Daar door het gebruik van tabak inbreuk wordt gemaakt op zoveel raad die christenen wordt verschaft, heeft iemand die deze gewoonte nog niet heeft overwonnen, niet de smetteloze reputatie die een aangestelde dienaar in de christelijke gemeente dient te bezitten. Zij die het voorrecht hebben opzieners en dienaren in de bediening te zijn, moeten voorbeelden van christelijke rijpheid zijn (1 Tim. 3:2, 10). Behalve de hierboven genoemde redenen om met deze onreine gewoonte te breken dient iemand er dus naar te streven de gewoonte te overwinnen opdat hij gebruikt kan worden voor speciale voorrechten in de gemeente, zoals die van een aangestelde dienaar of een volle-tijdprediker, een pionier.

Overzicht rijen:
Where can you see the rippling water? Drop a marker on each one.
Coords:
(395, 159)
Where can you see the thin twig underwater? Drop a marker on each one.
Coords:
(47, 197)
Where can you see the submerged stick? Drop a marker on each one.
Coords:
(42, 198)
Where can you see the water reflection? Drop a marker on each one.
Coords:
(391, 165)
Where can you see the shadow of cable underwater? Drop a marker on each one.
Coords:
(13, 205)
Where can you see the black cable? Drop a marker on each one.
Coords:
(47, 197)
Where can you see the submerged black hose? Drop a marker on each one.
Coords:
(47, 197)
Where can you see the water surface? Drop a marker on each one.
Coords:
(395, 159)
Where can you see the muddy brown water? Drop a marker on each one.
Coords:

Opdrachten:
1. Wat moeten opzieners en dienaren in de bediening volgens de tekst over tabak zijn?
2. Pas in de tekst over tabak het stuk aan dat begint bij "Daar door het" en doorloopt tot en met "volle-tijdprediker, een pionier.", en zet daarin "zendeling" in plaats van "pionier".

Antwoorden per opdracht:
1. Voorbeelden van christelijke rijpheid.

2.
Daar door het gebruik van tabak inbreuk wordt gemaakt op zoveel raad die christenen wordt verschaft, heeft iemand die deze gewoonte nog niet heeft overwonnen, niet de smetteloze reputatie die een aangestelde dienaar in de christelijke gemeente dient te bezitten. Zij die het voorrecht hebben opzieners en dienaren in de bediening te zijn, moeten voorbeelden van christelijke rijpheid zijn (1 Tim. 3:2, 10). Behalve de hierboven genoemde redenen om met deze onreine gewoonte te breken dient iemand er dus naar te streven de gewoonte te overwinnen opdat hij gebruikt kan worden voor speciale voorrechten in de gemeente, zoals die van een aangestelde dienaar of een volle-tijdprediker, een zendeling.